[Materials provided]:
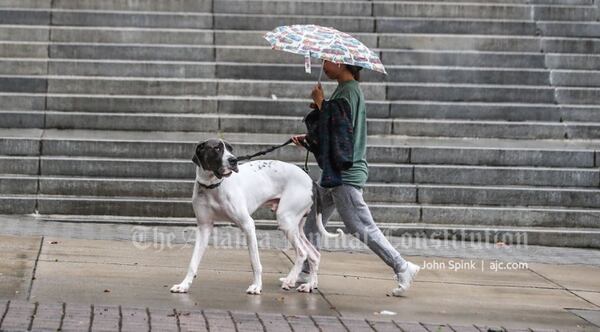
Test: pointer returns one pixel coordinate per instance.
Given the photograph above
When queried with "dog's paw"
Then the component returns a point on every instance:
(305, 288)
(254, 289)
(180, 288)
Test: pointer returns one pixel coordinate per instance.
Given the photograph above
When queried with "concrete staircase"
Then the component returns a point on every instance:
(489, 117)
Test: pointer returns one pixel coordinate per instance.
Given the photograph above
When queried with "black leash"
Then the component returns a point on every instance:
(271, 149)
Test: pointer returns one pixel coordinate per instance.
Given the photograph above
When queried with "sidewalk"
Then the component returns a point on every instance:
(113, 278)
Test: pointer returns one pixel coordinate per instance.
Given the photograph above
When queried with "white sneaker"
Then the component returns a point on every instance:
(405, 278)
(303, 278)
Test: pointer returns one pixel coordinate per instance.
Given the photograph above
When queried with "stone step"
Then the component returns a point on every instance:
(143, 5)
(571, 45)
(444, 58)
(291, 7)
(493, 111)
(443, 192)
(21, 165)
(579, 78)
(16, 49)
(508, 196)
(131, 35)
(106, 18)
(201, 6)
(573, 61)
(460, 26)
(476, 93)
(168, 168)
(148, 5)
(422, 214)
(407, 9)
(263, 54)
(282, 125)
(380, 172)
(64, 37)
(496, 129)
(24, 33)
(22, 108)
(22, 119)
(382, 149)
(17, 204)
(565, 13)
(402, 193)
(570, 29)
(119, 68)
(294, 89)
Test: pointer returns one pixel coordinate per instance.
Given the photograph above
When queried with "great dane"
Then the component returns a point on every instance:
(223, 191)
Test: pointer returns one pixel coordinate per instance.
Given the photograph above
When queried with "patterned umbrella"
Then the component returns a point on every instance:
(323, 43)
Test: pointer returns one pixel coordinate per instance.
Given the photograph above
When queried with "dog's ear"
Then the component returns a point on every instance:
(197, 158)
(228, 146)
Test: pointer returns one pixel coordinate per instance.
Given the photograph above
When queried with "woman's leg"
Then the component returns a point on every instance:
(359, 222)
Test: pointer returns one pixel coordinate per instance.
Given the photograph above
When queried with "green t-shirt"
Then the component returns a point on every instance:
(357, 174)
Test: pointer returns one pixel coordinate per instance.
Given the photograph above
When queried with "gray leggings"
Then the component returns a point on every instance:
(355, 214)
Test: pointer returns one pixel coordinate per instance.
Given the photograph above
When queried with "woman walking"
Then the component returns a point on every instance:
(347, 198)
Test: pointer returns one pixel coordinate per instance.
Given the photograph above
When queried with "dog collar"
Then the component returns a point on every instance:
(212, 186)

--

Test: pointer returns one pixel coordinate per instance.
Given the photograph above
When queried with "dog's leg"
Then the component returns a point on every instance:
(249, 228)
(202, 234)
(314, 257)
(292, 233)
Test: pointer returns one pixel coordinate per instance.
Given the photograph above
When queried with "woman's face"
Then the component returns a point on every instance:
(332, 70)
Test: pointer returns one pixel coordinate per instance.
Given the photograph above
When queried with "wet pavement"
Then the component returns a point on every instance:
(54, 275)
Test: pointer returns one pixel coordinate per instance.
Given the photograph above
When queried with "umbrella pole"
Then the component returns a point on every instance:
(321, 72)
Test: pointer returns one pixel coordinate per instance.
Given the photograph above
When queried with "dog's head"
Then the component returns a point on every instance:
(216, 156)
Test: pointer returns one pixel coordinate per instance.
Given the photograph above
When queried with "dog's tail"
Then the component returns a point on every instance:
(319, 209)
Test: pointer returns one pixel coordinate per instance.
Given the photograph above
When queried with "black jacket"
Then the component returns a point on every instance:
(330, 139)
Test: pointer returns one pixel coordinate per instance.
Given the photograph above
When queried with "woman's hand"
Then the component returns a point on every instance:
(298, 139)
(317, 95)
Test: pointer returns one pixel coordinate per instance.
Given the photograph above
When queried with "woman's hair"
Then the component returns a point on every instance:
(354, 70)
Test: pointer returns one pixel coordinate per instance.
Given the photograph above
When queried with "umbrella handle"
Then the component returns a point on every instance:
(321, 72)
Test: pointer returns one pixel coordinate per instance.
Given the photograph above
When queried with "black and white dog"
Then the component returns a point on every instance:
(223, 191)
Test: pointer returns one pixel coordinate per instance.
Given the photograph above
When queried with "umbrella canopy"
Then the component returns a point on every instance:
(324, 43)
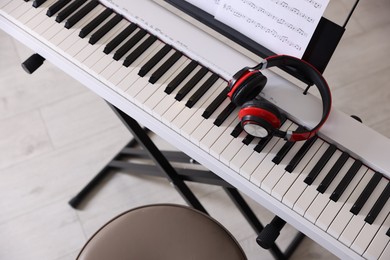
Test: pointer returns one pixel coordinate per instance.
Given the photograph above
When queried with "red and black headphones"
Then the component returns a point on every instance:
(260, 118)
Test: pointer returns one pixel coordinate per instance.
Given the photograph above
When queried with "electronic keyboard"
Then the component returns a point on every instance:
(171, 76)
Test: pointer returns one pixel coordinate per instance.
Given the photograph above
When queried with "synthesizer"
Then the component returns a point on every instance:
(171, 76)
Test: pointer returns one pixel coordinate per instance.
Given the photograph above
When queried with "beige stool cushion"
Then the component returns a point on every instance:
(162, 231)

--

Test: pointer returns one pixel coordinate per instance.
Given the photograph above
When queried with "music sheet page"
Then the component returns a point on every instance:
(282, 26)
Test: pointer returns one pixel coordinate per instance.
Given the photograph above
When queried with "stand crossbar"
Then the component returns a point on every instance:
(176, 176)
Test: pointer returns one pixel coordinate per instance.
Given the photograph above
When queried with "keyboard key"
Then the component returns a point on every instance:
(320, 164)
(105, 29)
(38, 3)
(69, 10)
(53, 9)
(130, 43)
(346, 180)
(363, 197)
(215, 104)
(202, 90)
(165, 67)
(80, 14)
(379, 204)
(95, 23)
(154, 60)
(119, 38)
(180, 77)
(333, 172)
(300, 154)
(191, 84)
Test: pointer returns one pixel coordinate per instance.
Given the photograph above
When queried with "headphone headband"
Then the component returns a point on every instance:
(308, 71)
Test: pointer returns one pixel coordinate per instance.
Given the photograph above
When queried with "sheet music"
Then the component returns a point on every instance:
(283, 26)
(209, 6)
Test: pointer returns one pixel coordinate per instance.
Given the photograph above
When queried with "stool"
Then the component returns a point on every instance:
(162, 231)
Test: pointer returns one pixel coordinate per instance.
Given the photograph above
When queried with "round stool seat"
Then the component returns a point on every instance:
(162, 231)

[Task details]:
Read the listing. Copy each line that has the word "music" in it.

[Result of the exercise]:
When queried with "music sheet page"
When queried with "sheet music"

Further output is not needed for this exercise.